Passage provided
By Josh Moon
Alabama Political Reporter
There was a guy – an attorney – in Indiana whose health insurance premiums unexpectedly skyrocketed to more than $4,200 per month.
In Georgia, a real estate agent learned that she would have to pay the full price tag for her $1,700-per-month arthritis medication.
All around the country these stories were common. So much so that people who obtained insurance through plans not offered by their company – a non-group plan – hated them so much, and found them to be so inadequate, that nearly 80 percent were dissatisfied, according to a Consumer Reports poll.
And all of that was pre-Obamacare.
Those stories came from a collection of “healthcare nightmares” featured in Consumer Reports. And they were not hard to find.
Because we haven’t even started to touch on the thousands upon thousands of Americans – hard-working, gainfully employed Americans – who were booted from insurance plans because they were “too sick” or “cost too much.”
There was a guy in Arizona who couldn’t find a plan that would cover his anti-rejection medication or the care associated with managing a liver transplant. And there was a Virginia retiree who couldn’t get coverage for diabetes.
The pining for pre-Obamacare insurance is one of the things that has always confused me most about the outrage some have over Obamacare.

Data for review
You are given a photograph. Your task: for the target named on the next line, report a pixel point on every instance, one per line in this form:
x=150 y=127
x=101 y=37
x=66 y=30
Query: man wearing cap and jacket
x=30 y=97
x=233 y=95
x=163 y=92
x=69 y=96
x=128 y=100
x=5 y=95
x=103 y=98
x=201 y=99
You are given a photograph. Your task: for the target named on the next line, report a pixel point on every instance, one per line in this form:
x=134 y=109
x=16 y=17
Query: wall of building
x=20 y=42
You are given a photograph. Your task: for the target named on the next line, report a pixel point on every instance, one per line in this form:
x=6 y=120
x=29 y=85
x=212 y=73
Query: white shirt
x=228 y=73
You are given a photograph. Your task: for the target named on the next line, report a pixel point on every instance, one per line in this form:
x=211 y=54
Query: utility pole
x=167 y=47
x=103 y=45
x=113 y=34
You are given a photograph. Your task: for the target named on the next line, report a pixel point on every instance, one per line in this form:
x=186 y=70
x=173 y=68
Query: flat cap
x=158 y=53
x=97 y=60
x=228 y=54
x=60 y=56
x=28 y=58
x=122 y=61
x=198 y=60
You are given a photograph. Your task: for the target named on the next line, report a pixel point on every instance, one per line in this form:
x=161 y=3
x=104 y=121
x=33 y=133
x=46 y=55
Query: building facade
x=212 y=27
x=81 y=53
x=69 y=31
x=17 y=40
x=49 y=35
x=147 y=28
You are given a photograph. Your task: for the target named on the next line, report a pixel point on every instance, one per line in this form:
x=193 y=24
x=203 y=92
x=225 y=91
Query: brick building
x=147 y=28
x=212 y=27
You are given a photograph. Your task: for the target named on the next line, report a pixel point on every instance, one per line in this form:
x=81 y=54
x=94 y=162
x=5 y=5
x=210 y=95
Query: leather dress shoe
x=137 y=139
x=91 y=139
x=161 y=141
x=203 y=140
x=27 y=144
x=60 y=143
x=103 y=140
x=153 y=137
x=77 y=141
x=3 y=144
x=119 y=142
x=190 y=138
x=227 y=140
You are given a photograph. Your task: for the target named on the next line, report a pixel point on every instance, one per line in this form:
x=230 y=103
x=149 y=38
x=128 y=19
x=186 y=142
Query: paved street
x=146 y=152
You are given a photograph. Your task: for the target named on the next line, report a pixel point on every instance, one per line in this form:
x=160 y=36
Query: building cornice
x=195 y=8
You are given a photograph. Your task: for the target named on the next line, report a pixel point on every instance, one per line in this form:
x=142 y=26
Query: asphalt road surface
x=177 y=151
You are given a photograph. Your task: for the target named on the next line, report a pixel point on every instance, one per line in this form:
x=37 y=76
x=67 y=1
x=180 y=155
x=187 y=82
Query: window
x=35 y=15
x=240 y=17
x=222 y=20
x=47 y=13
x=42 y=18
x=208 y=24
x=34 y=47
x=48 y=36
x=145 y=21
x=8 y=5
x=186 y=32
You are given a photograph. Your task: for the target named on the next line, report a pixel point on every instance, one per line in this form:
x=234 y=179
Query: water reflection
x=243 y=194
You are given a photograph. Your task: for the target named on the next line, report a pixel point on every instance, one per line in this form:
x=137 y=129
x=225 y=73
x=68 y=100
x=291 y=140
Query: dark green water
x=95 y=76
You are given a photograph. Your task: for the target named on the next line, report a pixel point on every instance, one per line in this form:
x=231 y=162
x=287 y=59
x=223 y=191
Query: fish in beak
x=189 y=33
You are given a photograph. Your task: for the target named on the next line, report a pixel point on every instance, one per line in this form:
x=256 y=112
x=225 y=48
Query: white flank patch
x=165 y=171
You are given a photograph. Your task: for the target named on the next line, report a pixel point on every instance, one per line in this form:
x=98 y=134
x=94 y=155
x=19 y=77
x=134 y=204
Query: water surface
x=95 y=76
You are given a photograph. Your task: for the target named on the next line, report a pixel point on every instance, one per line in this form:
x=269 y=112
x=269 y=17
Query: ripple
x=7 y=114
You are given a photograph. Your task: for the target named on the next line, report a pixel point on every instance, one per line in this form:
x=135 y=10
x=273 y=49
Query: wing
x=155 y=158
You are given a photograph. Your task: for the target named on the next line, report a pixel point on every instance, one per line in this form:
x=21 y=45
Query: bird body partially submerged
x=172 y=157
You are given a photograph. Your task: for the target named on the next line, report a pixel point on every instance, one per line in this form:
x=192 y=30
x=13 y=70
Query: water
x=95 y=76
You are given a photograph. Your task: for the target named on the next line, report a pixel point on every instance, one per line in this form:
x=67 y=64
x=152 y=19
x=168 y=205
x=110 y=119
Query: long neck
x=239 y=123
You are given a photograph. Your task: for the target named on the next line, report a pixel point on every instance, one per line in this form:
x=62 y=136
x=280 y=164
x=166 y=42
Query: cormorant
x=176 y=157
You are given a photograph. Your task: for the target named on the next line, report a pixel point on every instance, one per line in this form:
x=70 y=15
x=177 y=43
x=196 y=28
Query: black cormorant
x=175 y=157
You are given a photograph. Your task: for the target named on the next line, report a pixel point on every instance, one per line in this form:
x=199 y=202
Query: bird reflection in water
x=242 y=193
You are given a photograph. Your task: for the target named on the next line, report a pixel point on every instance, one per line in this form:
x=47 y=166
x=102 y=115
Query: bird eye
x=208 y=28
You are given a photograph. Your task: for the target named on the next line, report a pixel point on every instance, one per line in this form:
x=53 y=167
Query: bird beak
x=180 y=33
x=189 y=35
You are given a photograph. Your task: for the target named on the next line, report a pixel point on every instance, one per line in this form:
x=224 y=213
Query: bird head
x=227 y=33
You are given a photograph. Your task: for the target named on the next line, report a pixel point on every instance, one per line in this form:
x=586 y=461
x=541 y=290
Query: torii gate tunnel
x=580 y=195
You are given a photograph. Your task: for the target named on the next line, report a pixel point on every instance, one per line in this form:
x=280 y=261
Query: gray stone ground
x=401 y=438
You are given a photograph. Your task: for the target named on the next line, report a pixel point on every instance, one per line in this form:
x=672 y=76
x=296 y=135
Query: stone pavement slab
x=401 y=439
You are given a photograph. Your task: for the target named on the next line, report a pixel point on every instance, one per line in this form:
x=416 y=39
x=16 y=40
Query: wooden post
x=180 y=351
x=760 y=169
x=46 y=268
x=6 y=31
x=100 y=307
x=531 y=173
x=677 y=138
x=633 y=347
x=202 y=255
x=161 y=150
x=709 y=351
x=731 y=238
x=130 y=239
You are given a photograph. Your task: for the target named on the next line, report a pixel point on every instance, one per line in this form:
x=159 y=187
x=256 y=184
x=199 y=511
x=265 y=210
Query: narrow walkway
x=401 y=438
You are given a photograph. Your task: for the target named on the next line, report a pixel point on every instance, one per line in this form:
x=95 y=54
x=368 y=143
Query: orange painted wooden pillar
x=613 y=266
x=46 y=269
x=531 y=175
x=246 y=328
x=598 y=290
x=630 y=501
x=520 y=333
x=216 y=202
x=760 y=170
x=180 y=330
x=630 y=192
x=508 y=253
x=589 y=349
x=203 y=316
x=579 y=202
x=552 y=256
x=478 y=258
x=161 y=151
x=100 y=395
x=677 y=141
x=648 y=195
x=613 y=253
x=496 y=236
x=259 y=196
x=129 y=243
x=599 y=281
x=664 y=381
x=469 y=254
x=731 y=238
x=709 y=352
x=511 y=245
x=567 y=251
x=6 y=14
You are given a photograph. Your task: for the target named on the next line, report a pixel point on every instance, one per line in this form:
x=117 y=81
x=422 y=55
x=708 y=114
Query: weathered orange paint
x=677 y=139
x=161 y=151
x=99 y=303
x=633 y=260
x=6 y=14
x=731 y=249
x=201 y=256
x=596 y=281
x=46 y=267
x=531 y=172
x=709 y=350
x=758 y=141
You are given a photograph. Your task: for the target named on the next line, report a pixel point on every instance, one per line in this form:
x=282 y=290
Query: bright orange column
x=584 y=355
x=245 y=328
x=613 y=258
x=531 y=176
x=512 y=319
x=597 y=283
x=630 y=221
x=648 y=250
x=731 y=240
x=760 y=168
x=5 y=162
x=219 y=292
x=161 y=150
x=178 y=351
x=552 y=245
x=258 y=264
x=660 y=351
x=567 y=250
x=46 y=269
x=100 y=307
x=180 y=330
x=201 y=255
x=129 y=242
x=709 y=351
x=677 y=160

Set of tasks
**a.** In the commentary on pre-Obamacare health insurance, what share of people with non-group plans were dissatisfied, according to the Consumer Reports poll?
**b.** Extend the commentary on pre-Obamacare health insurance, picking up after its final sentence.

Answers for each item
**a.** Nearly 80 percent.

**b.**
I mean, it doesn’t top the silly outrage some people have over a president attempting in good faith to correct the thing that is costing Americans thousands of dollars monthly, particularly now that we have in the White House a mad-tweeting, egomaniac who would step over your dying body to pick up a dollar bill.
But second on the list of confusion has always been the people who act like health insurance was just fantastic before that damn Obama came along.
These are mostly the same people – and Alabama is filled with them – who thought Trump could quickly fix healthcare and provide, as he promised numerous times, great plans that cost much less and cover everyone. Those people, like Trump, were surprised that insurance is much more complicated than they imagined.
That’s because we’re all tied together in this thing.
And sure, you can boot 23 million people from health care plans with the Trumpcare bill that’s floating around, and you’ll likely achieve some immediately lower premiums for some people. But what you’ll also do is create a situation that was the primary cause of price increases and dissatisfaction before Obamacare.
To understand this, you have to come to terms with a couple of things.
First, in America, we are not going to allow a treatable sick person to suffer and die. And we’re especially not going to allow thousands, even millions, of them to do so.
Second, when a person fails to pay all or some of his or her health services bill, that cost will eventually be paid by you through higher premiums.
Prior to Obamacare, our insurance premiums were kept artificially low – yet increasing at higher rates than post-Obamacare – by insurance companies booting sick people from rolls, refusing to pay for expensive medications, refusing to cover expensive treatments and jacking up prices for those with pre-existing conditions or people who just went to the doctor more.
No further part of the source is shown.